*SOURCE DATA*.
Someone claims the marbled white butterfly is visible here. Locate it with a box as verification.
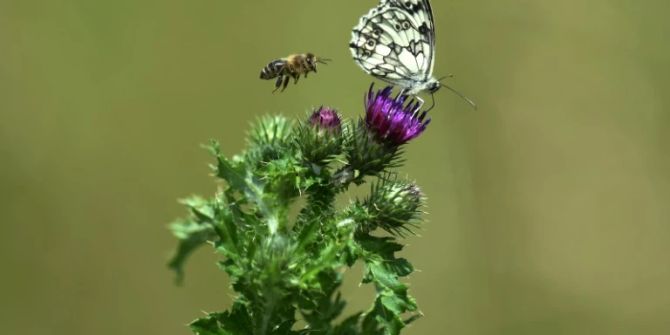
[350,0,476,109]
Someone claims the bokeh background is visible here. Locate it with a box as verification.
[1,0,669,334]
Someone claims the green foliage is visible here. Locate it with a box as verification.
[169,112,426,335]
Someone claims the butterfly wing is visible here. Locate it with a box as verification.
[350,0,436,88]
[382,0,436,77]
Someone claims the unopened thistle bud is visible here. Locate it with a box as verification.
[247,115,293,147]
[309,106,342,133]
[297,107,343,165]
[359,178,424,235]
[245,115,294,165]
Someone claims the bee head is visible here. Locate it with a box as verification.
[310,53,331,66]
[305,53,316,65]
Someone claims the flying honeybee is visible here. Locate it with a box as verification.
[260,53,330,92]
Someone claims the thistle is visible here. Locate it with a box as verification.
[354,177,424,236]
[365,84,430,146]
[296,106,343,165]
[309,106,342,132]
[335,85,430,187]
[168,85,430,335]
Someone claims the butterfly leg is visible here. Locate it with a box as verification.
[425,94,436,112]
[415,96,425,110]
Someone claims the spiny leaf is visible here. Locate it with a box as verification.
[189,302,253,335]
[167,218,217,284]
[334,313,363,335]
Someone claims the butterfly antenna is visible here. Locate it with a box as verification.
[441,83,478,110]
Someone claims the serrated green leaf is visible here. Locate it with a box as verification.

*EXERCISE*. Output the entries exactly and keep every picture out of them.

*RESPONSE TO THIS TASK*.
Someone claims the marbled white butterfly is visible here. Locate it with a box as verification.
[350,0,476,109]
Someone claims the bokeh background is visible here. Locate it with a box as verification.
[1,0,669,334]
Someone claims the green foliage is visible here. Locate it with a box as verification.
[169,112,426,335]
Someone claims the butterfly wing is visible here. Locate it with a box as verification.
[350,0,436,88]
[382,0,436,77]
Someone claims the unopened thistle bud is visible here. Locate it with a box as verification.
[247,115,293,147]
[309,106,342,133]
[297,107,343,165]
[359,178,424,235]
[245,115,294,165]
Someone claims the bee head is visible here. Locate it with a box as verification.
[310,53,331,66]
[305,53,316,65]
Someone claims the flying honeybee is visible here. Locate it with a box as verification.
[260,53,330,92]
Someone claims the thistle is visible here. Locate it with a box as verification.
[354,177,424,236]
[365,84,430,146]
[296,106,343,165]
[309,106,342,132]
[335,85,430,187]
[168,85,430,335]
Someone claims the butterfly leg is visible here. Locate it with a box as verification.
[425,94,436,112]
[415,96,425,110]
Someone claims the spiny leaf is visible here. Locate it with a box as verification.
[189,302,253,335]
[167,218,217,284]
[334,313,363,335]
Someone claims the butterfly antenna is visible here. Locate it with a box as verification.
[441,83,478,110]
Someone claims the serrated green leaf is visible here. Locate it with a box as verification.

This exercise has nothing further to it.